> [PROBLEM REQUIREMENTS]:
Reproduce the listing exactly, so that no line differs from the original.

> [DATA EXTRACTS]:
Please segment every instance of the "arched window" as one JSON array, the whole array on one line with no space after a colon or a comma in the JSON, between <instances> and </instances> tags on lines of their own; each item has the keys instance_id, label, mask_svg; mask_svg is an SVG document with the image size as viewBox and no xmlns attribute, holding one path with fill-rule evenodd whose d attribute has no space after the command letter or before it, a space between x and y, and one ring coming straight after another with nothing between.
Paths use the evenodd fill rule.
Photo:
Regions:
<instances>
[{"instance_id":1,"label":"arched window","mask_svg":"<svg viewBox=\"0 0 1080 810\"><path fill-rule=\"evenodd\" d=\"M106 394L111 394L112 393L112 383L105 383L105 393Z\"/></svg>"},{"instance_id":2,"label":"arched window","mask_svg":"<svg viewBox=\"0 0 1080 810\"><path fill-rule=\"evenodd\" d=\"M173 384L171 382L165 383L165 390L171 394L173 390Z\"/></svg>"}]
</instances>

> [RESPONSE BOX]:
Please segment every instance of the "arched window" as one JSON array, the whole array on one line with no space after a colon or a comma in the JSON, between <instances> and </instances> tags on lines of their own; each item has the keys instance_id, label, mask_svg; mask_svg is an SVG document with the image size as viewBox and no xmlns attribute, holding one path with fill-rule evenodd whose d attribute has no space after the command letter or before it, a space between x and y, and one ring coming straight after another with nothing between.
Paths use the evenodd fill rule.
Photo:
Regions:
<instances>
[{"instance_id":1,"label":"arched window","mask_svg":"<svg viewBox=\"0 0 1080 810\"><path fill-rule=\"evenodd\" d=\"M106 394L111 394L112 393L112 383L105 383L105 393Z\"/></svg>"},{"instance_id":2,"label":"arched window","mask_svg":"<svg viewBox=\"0 0 1080 810\"><path fill-rule=\"evenodd\" d=\"M173 384L171 382L165 383L165 390L171 394L173 390Z\"/></svg>"}]
</instances>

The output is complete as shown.